Retype all of the data below line for line, changing nothing.

##############################

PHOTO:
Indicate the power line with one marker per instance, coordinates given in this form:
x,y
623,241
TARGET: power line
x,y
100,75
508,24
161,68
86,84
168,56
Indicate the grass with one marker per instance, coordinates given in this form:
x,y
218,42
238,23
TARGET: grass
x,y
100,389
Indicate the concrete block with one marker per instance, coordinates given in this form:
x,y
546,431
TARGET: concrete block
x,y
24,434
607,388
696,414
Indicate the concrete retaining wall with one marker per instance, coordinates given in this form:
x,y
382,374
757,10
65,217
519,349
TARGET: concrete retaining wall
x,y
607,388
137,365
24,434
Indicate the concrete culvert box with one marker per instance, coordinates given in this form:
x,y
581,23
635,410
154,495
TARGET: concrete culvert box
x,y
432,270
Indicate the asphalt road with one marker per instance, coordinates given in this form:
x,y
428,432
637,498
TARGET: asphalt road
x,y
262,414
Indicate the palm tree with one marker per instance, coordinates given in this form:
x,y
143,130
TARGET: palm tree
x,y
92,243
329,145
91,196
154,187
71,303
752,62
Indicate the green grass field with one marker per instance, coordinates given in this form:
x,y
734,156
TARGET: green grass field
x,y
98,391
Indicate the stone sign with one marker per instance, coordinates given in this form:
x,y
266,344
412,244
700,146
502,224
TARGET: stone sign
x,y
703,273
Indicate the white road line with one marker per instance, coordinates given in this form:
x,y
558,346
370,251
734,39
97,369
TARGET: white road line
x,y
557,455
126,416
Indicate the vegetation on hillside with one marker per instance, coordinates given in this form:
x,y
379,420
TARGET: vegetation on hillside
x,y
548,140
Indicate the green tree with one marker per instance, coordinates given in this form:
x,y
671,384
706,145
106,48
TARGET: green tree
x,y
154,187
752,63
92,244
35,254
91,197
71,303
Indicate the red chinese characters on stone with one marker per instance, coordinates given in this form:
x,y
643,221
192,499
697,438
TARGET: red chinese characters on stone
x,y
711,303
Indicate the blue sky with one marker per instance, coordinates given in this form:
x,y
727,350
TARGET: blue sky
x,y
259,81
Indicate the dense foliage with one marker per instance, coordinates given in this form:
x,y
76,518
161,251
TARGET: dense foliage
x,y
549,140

##############################

## TASK SOLUTION:
PHOTO:
Indicate the power line with one marker per instance, coordinates given in this form:
x,y
623,241
TARGET: power line
x,y
100,75
508,24
161,68
86,84
168,56
Indicate the grass with one marker per instance, coordinates given in this form:
x,y
218,42
238,23
TARGET: grass
x,y
100,389
Indicate the concrete block with one marker per instance, coordinates given in this form:
x,y
546,431
TARGET: concrete block
x,y
24,434
607,388
696,414
Indicate the concrete retaining wall with one marker per instance, coordinates given in this form:
x,y
382,374
757,10
65,217
519,349
TARGET: concrete retaining wall
x,y
607,388
137,365
24,434
Indicate the concrete culvert box with one marker per instance, coordinates given in this form:
x,y
581,23
635,410
154,495
TARGET: concrete culvert box
x,y
432,270
Indicate the asphalt road with one marker per instance, coordinates given in this form:
x,y
428,432
637,498
TARGET: asphalt road
x,y
262,414
Indicate the palm tree with one marker per instance, coordinates given in this form:
x,y
143,130
TARGET: palm tree
x,y
92,243
329,145
91,196
154,187
71,303
752,62
Indicate the green grass field with one marker per instance, coordinates given in this form:
x,y
734,156
TARGET: green grass field
x,y
98,391
Indicate the stone sign with one marker per instance, coordinates given in this form:
x,y
266,344
412,244
700,146
502,224
TARGET: stone sign
x,y
703,273
Indicate the white road line with one marker per instance, coordinates given in this form:
x,y
558,346
370,251
734,39
97,369
TARGET: white road line
x,y
557,455
126,416
Indicate the vegetation on hillside with one marker per instance, coordinates given in this form:
x,y
379,420
TARGET: vegetation on hillside
x,y
548,140
Indicate the green tree with one marker per instance, coordinates given in this form:
x,y
671,384
706,145
106,48
TARGET: green tree
x,y
154,187
752,63
92,244
35,254
91,197
71,303
Indicate the red chinese characters on stone with one marker per instance, coordinates given in this form:
x,y
643,221
192,499
697,438
TARGET: red chinese characters on stone
x,y
711,303
Indicate the blue sky with one marker per instance, coordinates given in this form:
x,y
727,350
TARGET: blue sky
x,y
259,81
Indicate the dense foliage with one marker per instance, coordinates given in this form:
x,y
76,518
161,251
TARGET: dense foliage
x,y
549,140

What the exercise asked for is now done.